───── Source excerpt
Intermodal volume of 231,255 trailers or containers also set a weekly record, besting the old mark of 231,025 trailers or containers set during the week ended September 25. This week's volume was up 9.5 percent from the comparable week a year ago, with container volume was up 10.1 percent from last year and trailer volume gaining 7.7 percent.

Carload freight, which doesn't include the intermodal data, totaled 354,224 units, up 2.0 percent from last year and was the highest weekly total in more than three years. Carload volume was up 2.2 percent in the East and 1.8 percent in the West.

Thirteen of 19 carload commodities registered gains from last year, with metallic ores up 17.4 percent; crushed stone, sand and gravel up 8.2 percent; and grain mill products up 8.0 percent. Among commodities showing declines were motor vehicles and equipment, off 5.7 percent and grain, off 4.2 percent.

The AAR also reported the following cumulative totals for U.S. railroads during the first 41 weeks of 2004: 13,787,884 carloads, up 3.0 percent from last year; intermodal volume of 8,606,432 trailers or containers, up 9.5 percent; and total volume of an estimated 1.248 trillion ton-miles, up 4.0 percent from last year’s first 41 weeks.

On Canadian railroads, during the week ended October 16 carload traffic totaled 67,268 cars, up 2.9 percent from last year while intermodal volume totaled 42,475 trailers or containers, up 5.1 percent from last year.

Cumulative originations for the first 41 weeks of 2004 on the Canadian railroads totaled 2,745,241 carloads, up 7.9 percent from last year, and 1,714,170 trailers and containers, up 0.2 percent from last year.
──────────
* _Requirement 1_
Transcribe the stretch of the rail traffic report from "On Canadian railroads, during" through "0.2 percent from last year.".
───── Input
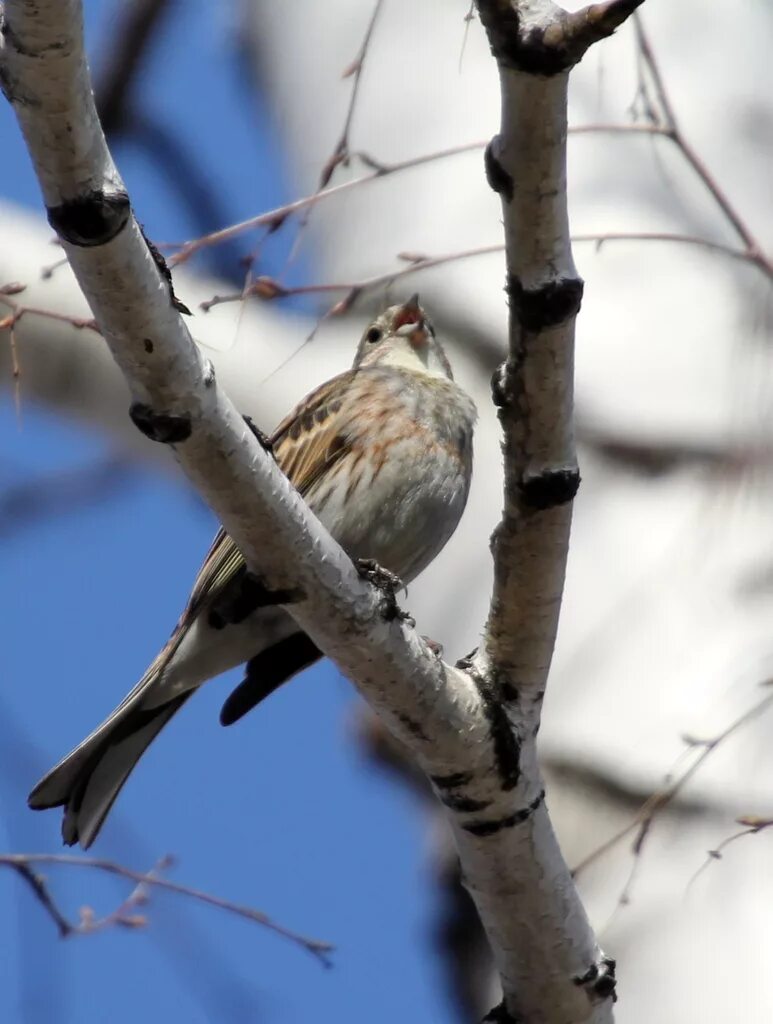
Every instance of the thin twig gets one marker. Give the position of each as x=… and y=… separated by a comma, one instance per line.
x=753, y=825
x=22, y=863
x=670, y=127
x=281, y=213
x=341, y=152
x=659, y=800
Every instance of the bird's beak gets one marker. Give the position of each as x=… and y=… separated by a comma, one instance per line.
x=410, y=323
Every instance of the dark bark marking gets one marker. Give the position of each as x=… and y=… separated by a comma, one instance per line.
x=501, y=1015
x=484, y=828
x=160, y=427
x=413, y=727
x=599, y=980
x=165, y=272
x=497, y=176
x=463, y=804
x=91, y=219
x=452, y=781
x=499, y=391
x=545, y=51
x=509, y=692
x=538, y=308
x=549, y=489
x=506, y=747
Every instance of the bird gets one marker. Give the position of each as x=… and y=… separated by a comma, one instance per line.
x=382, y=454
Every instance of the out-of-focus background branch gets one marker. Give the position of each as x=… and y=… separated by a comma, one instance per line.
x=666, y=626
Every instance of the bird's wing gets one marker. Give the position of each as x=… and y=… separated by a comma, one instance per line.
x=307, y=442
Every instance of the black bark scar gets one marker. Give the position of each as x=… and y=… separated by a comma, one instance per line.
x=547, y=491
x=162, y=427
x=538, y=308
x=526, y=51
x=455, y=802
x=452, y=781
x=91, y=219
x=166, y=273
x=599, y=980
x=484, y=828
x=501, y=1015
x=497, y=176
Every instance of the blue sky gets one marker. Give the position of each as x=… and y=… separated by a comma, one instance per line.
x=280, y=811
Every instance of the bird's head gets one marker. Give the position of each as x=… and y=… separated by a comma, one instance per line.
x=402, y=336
──────────
* _Requirement 2_
In the entries, take the stretch from the line containing "Every instance of the dark" through the line containing "x=666, y=626", and switch every "marker" to "point". Give back only those lines, otherwise unchanged.

* _Full response 1_
On Canadian railroads, during the week ended October 16 carload traffic totaled 67,268 cars, up 2.9 percent from last year while intermodal volume totaled 42,475 trailers or containers, up 5.1 percent from last year.

Cumulative originations for the first 41 weeks of 2004 on the Canadian railroads totaled 2,745,241 carloads, up 7.9 percent from last year, and 1,714,170 trailers and containers, up 0.2 percent from last year.

* _Full response 2_
Every instance of the dark bark marking gets one point. Give the position of each as x=… and y=… separated by a comma, one instance per line.
x=501, y=1015
x=484, y=828
x=160, y=427
x=413, y=727
x=599, y=980
x=165, y=272
x=497, y=176
x=463, y=804
x=91, y=219
x=452, y=781
x=499, y=391
x=545, y=51
x=509, y=692
x=538, y=308
x=549, y=489
x=506, y=747
Every instance of the bird gets one point. Give the position of each as x=… and y=… separated by a comma, one instance per line.
x=382, y=454
Every instance of the out-of-focus background branch gets one point. Give the position of each as x=… and y=… separated by a comma, one instance per line.
x=666, y=626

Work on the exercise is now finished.